*PROBLEM STATEMENT*
Please filter the data below down to the lines holding the string "cloud".

((

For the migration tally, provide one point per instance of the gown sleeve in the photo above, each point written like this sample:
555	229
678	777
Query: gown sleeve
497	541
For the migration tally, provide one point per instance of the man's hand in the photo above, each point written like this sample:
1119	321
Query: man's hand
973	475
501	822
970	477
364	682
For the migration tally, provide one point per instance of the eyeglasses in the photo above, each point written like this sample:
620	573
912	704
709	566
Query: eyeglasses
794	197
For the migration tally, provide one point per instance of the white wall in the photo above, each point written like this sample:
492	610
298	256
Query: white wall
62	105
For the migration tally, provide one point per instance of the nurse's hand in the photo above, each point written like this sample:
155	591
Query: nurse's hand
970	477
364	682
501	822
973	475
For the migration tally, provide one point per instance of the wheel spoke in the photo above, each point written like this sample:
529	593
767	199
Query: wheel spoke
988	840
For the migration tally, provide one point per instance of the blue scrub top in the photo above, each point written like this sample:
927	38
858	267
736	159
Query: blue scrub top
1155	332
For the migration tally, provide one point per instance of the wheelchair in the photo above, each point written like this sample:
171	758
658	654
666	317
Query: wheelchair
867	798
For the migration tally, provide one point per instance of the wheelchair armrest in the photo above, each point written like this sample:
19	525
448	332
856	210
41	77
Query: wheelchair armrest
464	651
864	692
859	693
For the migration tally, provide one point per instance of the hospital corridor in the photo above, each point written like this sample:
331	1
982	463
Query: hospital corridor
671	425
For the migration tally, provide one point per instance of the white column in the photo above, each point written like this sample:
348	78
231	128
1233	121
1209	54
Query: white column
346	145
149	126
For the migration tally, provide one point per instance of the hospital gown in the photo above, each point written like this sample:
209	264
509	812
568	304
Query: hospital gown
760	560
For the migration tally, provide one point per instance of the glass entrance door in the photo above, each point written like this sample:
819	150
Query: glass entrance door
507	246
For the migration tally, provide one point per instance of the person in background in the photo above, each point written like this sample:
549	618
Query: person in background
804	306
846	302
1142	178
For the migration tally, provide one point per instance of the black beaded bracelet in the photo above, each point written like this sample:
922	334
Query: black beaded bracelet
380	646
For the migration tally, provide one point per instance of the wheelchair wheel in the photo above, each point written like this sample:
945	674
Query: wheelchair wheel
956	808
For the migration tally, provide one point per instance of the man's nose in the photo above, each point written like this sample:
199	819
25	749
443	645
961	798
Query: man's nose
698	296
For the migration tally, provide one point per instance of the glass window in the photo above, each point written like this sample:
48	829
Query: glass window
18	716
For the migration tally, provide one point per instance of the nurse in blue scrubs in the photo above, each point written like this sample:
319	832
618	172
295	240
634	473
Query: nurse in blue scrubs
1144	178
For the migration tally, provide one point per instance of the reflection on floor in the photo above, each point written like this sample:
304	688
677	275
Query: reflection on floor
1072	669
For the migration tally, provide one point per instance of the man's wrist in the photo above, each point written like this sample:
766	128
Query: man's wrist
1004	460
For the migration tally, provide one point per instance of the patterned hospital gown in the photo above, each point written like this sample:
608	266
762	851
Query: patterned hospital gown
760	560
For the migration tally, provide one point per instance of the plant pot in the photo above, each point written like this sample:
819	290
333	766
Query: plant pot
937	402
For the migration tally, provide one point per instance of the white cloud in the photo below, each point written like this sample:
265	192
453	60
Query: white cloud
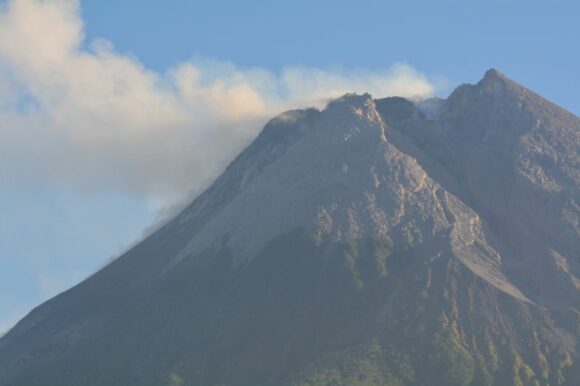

))

*ANSWER TO THIS TASK*
For the migration tally, provide one point per instance of the white cloud in the photo below, each point written like this sample:
Query: white cloud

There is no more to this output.